**What is asked**
Repeat the material below word for word and leave out all pictures.

[Start Source records]

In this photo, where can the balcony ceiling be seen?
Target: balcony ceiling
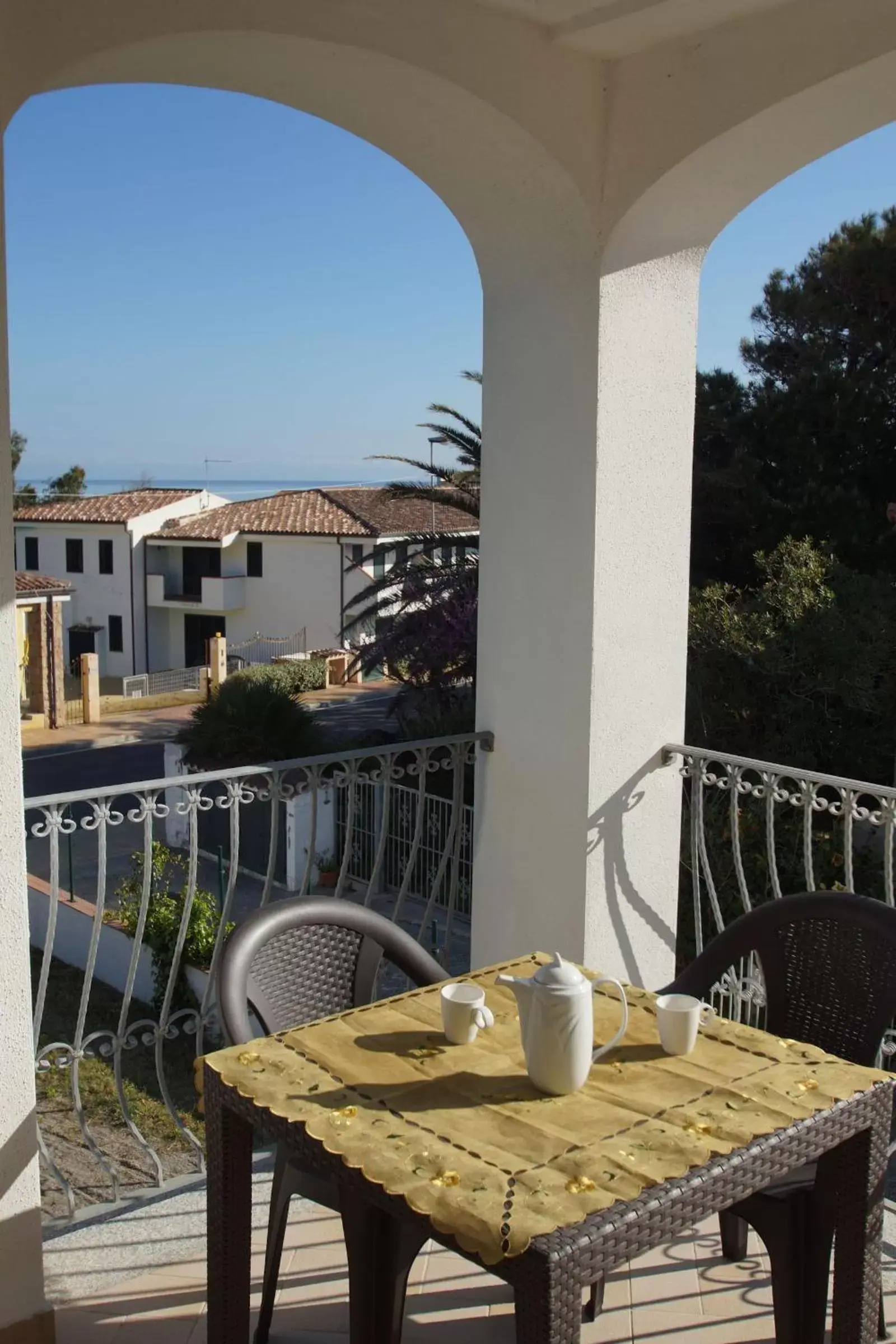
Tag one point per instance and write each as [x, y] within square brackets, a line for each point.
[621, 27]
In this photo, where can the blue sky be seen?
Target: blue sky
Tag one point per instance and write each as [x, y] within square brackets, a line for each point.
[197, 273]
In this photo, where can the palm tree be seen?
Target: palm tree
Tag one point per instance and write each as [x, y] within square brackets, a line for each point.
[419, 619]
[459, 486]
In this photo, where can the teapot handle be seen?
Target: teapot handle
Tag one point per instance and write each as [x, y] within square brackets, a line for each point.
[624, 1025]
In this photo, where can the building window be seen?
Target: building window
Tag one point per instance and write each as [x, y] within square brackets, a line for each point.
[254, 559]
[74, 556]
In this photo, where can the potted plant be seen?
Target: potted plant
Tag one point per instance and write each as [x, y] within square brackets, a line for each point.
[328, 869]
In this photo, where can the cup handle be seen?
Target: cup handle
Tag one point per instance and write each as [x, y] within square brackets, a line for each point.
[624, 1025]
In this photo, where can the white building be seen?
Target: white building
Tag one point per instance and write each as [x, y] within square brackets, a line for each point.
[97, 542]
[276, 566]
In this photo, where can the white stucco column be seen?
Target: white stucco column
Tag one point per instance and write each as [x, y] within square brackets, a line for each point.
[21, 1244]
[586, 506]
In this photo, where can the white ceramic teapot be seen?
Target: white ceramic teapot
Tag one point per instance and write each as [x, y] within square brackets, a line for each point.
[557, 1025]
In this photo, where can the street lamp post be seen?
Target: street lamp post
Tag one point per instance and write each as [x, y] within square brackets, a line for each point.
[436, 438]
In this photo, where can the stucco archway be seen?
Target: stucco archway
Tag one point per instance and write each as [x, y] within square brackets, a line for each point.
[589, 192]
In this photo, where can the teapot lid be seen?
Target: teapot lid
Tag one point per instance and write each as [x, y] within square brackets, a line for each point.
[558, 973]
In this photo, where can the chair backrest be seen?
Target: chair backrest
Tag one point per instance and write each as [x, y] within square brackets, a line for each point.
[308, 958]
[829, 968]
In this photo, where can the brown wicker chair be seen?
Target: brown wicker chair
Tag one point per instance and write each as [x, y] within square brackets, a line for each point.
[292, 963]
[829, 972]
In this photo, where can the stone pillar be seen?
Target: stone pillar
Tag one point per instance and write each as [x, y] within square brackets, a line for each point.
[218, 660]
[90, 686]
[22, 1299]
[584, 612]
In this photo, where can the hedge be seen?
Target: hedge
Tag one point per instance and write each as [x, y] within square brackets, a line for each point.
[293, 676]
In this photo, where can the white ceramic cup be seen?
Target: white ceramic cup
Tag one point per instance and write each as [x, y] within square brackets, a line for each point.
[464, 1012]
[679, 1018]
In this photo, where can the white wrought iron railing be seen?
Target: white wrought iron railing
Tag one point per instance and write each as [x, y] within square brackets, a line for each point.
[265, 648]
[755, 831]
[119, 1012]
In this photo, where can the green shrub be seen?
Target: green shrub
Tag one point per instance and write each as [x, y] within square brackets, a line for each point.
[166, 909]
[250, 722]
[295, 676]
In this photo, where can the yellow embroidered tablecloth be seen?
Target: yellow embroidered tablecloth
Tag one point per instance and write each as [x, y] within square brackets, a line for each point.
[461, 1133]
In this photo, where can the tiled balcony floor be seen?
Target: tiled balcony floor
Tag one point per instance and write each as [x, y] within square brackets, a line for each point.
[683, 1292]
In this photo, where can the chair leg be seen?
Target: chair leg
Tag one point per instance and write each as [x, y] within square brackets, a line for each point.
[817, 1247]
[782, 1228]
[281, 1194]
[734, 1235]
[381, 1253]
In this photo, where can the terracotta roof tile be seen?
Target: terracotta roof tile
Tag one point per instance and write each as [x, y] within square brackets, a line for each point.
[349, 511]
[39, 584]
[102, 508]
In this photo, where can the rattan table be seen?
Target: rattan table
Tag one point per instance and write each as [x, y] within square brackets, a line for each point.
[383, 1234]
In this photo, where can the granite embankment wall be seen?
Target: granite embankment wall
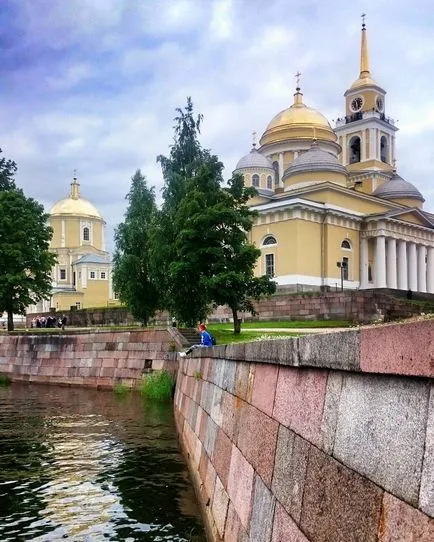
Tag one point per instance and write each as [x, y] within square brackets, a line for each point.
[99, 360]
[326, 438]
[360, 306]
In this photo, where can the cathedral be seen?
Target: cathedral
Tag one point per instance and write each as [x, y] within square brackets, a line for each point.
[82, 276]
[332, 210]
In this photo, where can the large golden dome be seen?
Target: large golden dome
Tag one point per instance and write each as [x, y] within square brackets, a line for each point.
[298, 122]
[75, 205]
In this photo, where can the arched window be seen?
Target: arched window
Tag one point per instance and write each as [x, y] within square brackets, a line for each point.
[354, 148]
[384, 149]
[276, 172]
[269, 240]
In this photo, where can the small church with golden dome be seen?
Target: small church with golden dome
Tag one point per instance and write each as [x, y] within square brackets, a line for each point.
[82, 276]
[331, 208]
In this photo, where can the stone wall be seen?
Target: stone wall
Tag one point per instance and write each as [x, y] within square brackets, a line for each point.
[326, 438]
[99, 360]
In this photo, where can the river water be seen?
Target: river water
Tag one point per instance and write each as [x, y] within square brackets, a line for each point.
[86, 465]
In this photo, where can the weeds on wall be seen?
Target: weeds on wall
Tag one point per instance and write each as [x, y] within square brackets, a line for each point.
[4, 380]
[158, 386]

[End Source records]

**Response**
In this photo, where can the balcony ceiling be seen?
Target: balcony ceiling
Tag one point per instance and write each as [x, y] within square brackets, a line for each point.
[621, 27]
In this photo, where can the blue sky be seen?
Target: blue sky
Tag one point per instance and write each as [x, y] within square brackets, a line for each point.
[197, 273]
In this photo, where can the palm tree be seen?
Target: palm tree
Tag one point per instance and write each as [x, y] within square brackets, a line for each point.
[419, 619]
[459, 486]
In this photo, where can the teapot handle be seen?
Target: teapot handle
Tag one point per instance and write each as [x, y] within square brackets, a line for each point.
[624, 1025]
In this photo, where can the building window be seen?
Target: building window
Tag one point per instance and write each as [x, y] within square brackets, a line for each point.
[254, 559]
[74, 556]
In this photo, where can the potted plant be seen?
Target: potted plant
Tag one point per instance and write each as [x, y] within square brackets, a line for each point.
[328, 869]
In this photo, where can the cup handle be seen?
Target: cup handle
Tag one point per instance and write each as [x, y] within square brackets, a line for each point.
[624, 1025]
In this photo, where can the white building be seen?
Target: white building
Tag one point per instance and write each as [x, y] within square brackets, a line for each point.
[97, 542]
[276, 566]
In this photo, where can the white stucco column be seen?
Target: white stucco column
Tag one point per instance and write each as [x, y] within square brackets, a line for each point.
[21, 1244]
[586, 506]
In this photo, where can the white ceramic teapot be seen?
Target: white ceramic teapot
Tag one point per instance and write each as [x, y] within square brackets, a line for each point.
[557, 1025]
In this photo, where can the street lamp post be seen?
Target: street lamp post
Tag one point per instance and write each as [x, y] within square brackets, a line for each point.
[436, 438]
In this photo, where can the stucco archway be seen?
Target: stucco archway
Tag one point per instance and write each as [x, y] within square brackets, a line for each point.
[589, 192]
In this photo, where can the teapot lid be seen?
Target: teapot lid
Tag one point per instance and write each as [x, y] within square brackets, a line for each point.
[558, 973]
In this photo, where can the chair backrest be seen?
Target: chair backrest
Tag one point per instance and write each as [x, y] within square brackets, a line for each point.
[308, 958]
[829, 968]
In this photo, where can the brown wicker chair be seen?
Target: brown wicker chair
Tag one point per instance and write each as [x, y] within square brackets, a line for each point.
[292, 963]
[829, 972]
In this photo, where can the stone pillar be seen?
Target: stone pillar
Tag one point per instance and write each as [x, y] within square brackets, a line for each point.
[218, 660]
[90, 686]
[22, 1299]
[584, 612]
In this photo, where can the hedge be seen?
Target: hedge
Tag one point per instance and write each as [x, y] within square brackets, a line for each point.
[293, 676]
In this photo, where can the white ceramic cup be seen?
Target: white ceramic cup
Tag one point per instance and write each as [x, y] within square brackets, a line for each point.
[464, 1012]
[679, 1018]
In this photo, where can the white wrought iron railing be seen?
Target: white wrought iron railing
Tag one point per instance and write each as [x, y] within square brackets, a line for each point.
[265, 648]
[755, 831]
[119, 1012]
In this photo, where can the green shrub be seen?
Target: green shrub
Tag one point per instance and write each as [x, y] within square brackets, a line for each point.
[166, 909]
[250, 722]
[295, 676]
In this photo, where can the yellow embroidered tablecloth be seen?
Target: yellow embroidered tablecloth
Tag one point per instance and write each as [x, y] within square brackets, a line for each point.
[461, 1133]
In this photo, where can the tiled balcony floor be seen?
Target: tiled balcony floor
Tag one point per instance and write each as [x, y] within square brackets, a line for each point.
[683, 1292]
In this photo, where can the chair leg be seen?
Target: chair leg
Tag one point per instance and write each as [x, y] within square brackets, a line for each point.
[817, 1247]
[782, 1228]
[281, 1194]
[734, 1235]
[381, 1253]
In this photo, where can the terracotta roof tile be seen?
Target: terracotta roof tile
Tag one point per instance and write each as [x, y] within square brackets, a line for each point.
[349, 511]
[39, 584]
[102, 508]
In this photo, where can the rattan table be seen?
Target: rattan table
Tag one point per instance and write each as [x, y] within square brackets, a line for each point.
[383, 1234]
In this photo, where can the granite embankment wall be seen?
Target: granite embankment wall
Tag one point per instance and write each as [x, y] within square brackets, a line for each point.
[99, 360]
[326, 438]
[360, 306]
In this photo, where can the cathedral be seen?
Target: cathedral
Tag one point per instance and write each as [x, y] within square brackets, a line for each point.
[82, 276]
[332, 210]
In this photo, where can the large golden dome be seen?
Target: large golden dome
Tag one point per instance and write each as [x, y] within square brackets, a line for each point.
[298, 122]
[75, 205]
In this photo, where can the arched window be seen?
Target: arched window
Tag one point per instance and write each as [x, y] within square brackets, a line for each point.
[354, 148]
[384, 149]
[276, 172]
[269, 240]
In this photo, where can the small church with golden dome be seen?
Target: small church with golden dome
Tag one point per instance and write each as [x, y] within square brackets, a line for each point.
[82, 276]
[331, 208]
In this photo, where can the stone wall be seen?
Target: stone wall
Tag one point per instance and write each as [x, y] within square brackets, a line for each point.
[326, 438]
[99, 360]
In this photo, where can the river water be seen?
Target: river water
Tag one point per instance and write each as [x, y] within square brackets, a line for each point.
[86, 465]
In this photo, where can the weeds on wall be seen?
Target: weeds on wall
Tag one point per instance and write each as [x, y] within square brackets, a line for each point.
[4, 380]
[158, 386]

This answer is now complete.